■ Exercise instructions: Please print all of the entries, matching them exactly.

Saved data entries
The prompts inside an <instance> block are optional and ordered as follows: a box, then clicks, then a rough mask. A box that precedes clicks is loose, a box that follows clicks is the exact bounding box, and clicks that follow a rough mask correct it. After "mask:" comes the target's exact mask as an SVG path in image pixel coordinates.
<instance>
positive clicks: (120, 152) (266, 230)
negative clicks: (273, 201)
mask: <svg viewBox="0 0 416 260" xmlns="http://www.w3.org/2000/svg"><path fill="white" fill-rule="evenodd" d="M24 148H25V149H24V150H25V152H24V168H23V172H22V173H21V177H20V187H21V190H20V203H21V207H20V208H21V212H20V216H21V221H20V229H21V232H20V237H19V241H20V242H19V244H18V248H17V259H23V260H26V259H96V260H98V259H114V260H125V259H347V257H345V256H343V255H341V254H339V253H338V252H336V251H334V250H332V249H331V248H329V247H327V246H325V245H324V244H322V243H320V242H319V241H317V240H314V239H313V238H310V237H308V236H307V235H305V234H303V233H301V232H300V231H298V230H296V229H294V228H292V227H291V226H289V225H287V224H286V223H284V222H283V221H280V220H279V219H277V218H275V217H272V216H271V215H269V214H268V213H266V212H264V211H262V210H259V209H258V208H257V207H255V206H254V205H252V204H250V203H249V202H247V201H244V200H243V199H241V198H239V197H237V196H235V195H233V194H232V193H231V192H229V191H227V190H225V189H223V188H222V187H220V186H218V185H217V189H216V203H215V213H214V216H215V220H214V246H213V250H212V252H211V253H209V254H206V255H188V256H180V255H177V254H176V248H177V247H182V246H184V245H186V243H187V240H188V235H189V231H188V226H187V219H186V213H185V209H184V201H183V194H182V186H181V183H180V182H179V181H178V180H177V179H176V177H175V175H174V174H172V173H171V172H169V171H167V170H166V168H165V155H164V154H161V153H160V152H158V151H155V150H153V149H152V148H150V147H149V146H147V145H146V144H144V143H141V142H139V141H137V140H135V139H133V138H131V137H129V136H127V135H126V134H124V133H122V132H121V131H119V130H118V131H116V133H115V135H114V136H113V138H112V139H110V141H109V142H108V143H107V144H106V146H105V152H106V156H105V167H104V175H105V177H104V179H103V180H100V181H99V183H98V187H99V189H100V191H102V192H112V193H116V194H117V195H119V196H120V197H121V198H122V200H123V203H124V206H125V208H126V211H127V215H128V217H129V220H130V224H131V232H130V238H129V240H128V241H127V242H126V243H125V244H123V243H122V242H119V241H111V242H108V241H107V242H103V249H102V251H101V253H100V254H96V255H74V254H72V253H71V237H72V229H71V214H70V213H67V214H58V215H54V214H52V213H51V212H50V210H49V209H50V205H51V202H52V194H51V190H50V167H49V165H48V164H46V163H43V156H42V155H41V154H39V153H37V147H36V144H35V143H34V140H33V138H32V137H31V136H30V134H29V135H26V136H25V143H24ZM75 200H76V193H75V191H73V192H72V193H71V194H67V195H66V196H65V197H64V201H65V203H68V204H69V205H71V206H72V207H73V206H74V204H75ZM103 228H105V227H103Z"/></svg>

■ Your solution:
The prompts inside an <instance> block are optional and ordered as follows: a box, then clicks, then a rough mask. A box that precedes clicks is loose, a box that follows clicks is the exact bounding box, and clicks that follow a rough mask correct it. After "mask:" comes the target's exact mask as an SVG path in image pixel coordinates.
<instance>
positive clicks: (120, 152) (266, 230)
negative clicks: (273, 201)
mask: <svg viewBox="0 0 416 260" xmlns="http://www.w3.org/2000/svg"><path fill="white" fill-rule="evenodd" d="M24 148H25V149H24V150H25V152H24V168H23V172H22V173H21V177H20V187H21V190H20V203H21V207H20V208H21V212H20V216H21V221H20V229H21V232H20V237H19V241H20V242H19V244H18V248H17V259H23V260H26V259H96V260H98V259H114V260H125V259H347V257H345V256H343V255H341V254H339V253H338V252H336V251H334V250H332V249H331V248H329V247H327V246H325V245H324V244H322V243H320V242H319V241H317V240H314V239H313V238H310V237H308V236H307V235H305V234H303V233H301V232H300V231H298V230H296V229H294V228H292V227H291V226H289V225H287V224H286V223H284V222H283V221H280V220H279V219H277V218H275V217H272V216H271V215H269V214H268V213H266V212H264V211H262V210H259V209H258V208H257V207H255V206H254V205H252V204H250V203H249V202H247V201H244V200H243V199H241V198H239V197H237V196H235V195H233V194H232V193H231V192H229V191H227V190H225V189H223V188H222V187H220V186H218V185H217V189H216V203H215V213H214V216H215V220H214V246H213V250H212V252H211V253H209V254H206V255H188V256H180V255H177V254H176V248H177V247H182V246H184V245H186V243H187V240H188V235H189V231H188V226H187V219H186V213H185V209H184V201H183V194H182V186H181V183H180V182H179V181H178V180H177V179H176V177H175V175H174V174H172V173H171V172H169V171H167V170H166V168H165V155H164V154H161V153H160V152H158V151H155V150H153V149H152V148H150V147H149V146H147V145H146V144H144V143H141V142H139V141H137V140H135V139H133V138H131V137H129V136H127V135H126V134H124V133H122V132H121V131H119V130H118V131H116V133H115V135H114V136H113V138H112V139H110V141H109V142H108V143H107V144H106V146H105V152H106V156H105V167H104V175H105V177H104V179H103V180H100V181H99V183H98V187H99V189H100V191H102V192H112V193H116V194H117V195H119V196H120V197H121V198H122V200H123V203H124V206H125V208H126V211H127V215H128V217H129V220H130V224H131V232H130V238H129V240H128V241H127V242H126V243H125V244H123V243H122V242H119V241H111V242H108V241H107V242H103V249H102V251H101V253H100V254H96V255H74V254H72V253H71V237H72V229H71V214H70V213H67V214H58V215H54V214H52V213H51V212H50V210H49V209H50V205H51V202H52V194H51V190H50V167H49V165H48V164H46V163H43V156H42V155H41V154H39V153H37V147H36V144H35V143H34V140H33V138H32V137H31V136H30V134H29V135H26V136H25V143H24ZM75 200H76V193H75V191H73V192H72V193H71V194H67V195H66V196H65V197H64V201H65V203H68V204H69V205H71V206H72V207H73V206H74V204H75ZM103 228H105V227H103Z"/></svg>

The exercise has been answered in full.